## [Problem requirements]
Please report every line of the entries that holds the word "windshield", matching case exactly.

Segmentation labeling entries:
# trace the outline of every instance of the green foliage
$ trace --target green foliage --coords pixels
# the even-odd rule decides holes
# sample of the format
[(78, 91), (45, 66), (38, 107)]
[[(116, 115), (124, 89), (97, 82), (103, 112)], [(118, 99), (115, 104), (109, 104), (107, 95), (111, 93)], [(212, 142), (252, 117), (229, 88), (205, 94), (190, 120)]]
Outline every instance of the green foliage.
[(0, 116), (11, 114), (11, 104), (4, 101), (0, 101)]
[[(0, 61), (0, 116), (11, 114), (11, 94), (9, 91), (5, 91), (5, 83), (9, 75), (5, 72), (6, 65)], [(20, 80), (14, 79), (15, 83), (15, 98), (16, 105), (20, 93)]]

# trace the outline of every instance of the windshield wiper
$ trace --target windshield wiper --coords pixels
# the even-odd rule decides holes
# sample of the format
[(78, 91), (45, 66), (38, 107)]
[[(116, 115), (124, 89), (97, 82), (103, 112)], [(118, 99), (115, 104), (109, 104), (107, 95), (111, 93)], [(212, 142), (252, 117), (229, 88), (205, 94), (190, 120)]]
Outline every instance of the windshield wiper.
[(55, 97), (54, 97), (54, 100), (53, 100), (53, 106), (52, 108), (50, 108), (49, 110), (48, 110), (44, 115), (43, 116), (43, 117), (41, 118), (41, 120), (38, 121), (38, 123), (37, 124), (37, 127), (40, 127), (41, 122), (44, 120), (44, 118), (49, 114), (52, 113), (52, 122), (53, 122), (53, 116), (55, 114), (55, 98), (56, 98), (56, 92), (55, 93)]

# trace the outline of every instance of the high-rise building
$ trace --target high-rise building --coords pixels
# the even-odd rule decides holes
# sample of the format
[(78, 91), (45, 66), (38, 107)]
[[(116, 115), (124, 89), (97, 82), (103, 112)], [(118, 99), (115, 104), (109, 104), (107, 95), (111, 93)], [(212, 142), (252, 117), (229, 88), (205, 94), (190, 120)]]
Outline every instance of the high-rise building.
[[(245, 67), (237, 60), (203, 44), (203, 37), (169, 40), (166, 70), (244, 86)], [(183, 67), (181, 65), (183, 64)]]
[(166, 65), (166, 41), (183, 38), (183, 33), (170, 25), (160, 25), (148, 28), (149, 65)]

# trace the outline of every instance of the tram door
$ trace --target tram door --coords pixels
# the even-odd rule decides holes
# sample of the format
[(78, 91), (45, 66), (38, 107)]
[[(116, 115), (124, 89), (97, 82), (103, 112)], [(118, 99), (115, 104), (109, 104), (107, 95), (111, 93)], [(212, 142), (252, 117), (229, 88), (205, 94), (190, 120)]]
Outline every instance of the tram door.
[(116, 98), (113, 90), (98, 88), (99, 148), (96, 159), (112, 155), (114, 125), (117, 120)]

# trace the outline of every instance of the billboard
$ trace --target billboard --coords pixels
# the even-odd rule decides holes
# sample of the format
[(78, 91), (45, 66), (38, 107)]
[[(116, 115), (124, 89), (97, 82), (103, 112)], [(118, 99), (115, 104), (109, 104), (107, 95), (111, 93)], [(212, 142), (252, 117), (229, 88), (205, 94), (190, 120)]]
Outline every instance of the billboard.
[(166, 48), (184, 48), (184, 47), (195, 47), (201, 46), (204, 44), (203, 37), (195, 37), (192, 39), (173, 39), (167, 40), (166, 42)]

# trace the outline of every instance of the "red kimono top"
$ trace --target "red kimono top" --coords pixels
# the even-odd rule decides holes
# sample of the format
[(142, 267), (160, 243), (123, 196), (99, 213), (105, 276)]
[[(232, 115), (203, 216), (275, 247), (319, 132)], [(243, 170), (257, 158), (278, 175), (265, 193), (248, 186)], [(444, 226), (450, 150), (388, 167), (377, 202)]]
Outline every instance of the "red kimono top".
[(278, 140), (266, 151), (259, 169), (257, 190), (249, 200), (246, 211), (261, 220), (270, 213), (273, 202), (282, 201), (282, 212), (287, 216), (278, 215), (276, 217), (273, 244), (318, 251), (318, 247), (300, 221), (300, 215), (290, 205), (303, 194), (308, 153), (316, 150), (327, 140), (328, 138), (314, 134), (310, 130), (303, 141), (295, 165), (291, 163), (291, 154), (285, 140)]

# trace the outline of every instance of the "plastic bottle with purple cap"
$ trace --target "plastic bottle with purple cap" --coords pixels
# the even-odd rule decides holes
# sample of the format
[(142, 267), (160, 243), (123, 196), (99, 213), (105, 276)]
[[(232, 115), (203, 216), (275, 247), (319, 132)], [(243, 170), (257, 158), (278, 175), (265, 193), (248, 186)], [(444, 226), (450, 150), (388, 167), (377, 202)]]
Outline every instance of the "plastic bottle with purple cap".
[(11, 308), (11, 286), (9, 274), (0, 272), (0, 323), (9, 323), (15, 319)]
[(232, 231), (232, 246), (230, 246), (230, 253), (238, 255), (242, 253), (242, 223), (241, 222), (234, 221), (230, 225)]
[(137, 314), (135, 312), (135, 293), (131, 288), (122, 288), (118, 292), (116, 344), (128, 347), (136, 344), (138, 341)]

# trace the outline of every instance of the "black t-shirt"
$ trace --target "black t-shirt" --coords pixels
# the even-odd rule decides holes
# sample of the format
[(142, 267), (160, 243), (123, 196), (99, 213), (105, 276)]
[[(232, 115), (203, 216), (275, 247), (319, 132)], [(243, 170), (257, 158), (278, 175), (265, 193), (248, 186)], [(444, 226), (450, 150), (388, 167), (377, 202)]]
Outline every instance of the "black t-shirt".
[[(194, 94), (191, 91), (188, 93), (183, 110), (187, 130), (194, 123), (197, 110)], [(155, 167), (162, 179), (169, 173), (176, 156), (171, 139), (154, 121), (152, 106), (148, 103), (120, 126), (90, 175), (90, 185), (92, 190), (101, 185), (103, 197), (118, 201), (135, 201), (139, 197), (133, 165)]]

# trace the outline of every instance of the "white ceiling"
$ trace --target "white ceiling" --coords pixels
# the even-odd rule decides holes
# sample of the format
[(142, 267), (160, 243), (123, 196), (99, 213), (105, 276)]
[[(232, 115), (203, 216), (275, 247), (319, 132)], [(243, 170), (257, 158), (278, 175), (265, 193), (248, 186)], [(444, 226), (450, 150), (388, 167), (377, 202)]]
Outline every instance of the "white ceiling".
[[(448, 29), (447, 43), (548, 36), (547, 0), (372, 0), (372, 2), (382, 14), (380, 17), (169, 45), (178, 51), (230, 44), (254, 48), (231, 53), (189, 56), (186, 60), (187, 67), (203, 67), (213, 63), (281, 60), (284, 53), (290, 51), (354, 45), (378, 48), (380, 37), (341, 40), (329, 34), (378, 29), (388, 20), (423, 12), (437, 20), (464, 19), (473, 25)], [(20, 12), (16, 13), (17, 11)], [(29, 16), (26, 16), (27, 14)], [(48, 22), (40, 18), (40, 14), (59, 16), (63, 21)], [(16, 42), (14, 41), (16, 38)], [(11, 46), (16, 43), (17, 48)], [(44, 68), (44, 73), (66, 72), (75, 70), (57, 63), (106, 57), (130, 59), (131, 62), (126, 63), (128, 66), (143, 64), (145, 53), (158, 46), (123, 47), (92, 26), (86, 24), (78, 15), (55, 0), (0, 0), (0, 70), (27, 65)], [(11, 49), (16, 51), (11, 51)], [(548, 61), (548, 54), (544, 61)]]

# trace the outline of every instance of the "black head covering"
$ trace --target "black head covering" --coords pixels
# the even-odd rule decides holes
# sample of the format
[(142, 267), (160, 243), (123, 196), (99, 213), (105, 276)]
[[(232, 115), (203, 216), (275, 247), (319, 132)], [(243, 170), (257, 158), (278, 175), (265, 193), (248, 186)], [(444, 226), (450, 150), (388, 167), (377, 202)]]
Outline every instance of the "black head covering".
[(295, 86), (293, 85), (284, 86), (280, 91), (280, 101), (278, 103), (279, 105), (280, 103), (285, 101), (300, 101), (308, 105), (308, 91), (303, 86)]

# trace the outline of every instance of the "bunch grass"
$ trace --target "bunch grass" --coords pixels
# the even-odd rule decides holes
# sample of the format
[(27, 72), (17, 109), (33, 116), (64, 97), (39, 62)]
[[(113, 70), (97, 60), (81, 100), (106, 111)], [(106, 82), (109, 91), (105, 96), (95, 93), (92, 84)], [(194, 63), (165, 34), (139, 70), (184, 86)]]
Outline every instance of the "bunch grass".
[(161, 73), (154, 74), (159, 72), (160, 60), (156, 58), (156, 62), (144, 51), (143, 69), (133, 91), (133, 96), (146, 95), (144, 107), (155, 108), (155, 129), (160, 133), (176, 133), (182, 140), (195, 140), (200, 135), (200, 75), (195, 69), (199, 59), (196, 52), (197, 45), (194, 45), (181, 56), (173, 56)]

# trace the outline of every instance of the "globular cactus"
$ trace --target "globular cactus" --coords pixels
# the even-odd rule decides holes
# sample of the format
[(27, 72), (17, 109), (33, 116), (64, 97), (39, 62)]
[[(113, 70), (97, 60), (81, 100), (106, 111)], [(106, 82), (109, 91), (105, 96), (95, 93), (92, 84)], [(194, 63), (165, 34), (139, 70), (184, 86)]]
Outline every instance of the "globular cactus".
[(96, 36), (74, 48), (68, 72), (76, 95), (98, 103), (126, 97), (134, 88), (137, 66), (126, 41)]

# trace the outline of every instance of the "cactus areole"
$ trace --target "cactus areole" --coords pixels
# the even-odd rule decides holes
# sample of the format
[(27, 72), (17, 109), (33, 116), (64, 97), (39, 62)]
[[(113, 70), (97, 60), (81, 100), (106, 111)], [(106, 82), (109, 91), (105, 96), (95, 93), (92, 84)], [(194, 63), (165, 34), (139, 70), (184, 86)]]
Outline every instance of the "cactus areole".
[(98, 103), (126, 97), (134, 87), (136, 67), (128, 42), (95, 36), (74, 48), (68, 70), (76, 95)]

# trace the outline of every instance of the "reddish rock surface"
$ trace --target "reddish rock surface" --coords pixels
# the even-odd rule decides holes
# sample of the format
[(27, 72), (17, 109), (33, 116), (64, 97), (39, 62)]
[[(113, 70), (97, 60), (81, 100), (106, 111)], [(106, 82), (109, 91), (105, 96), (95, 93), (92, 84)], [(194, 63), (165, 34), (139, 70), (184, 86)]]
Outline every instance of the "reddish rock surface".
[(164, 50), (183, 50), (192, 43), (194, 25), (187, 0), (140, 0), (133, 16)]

## [The result]
# trace the outline of every instance of the windshield wiper
$ trace --target windshield wiper --coords pixels
Outline every instance of the windshield wiper.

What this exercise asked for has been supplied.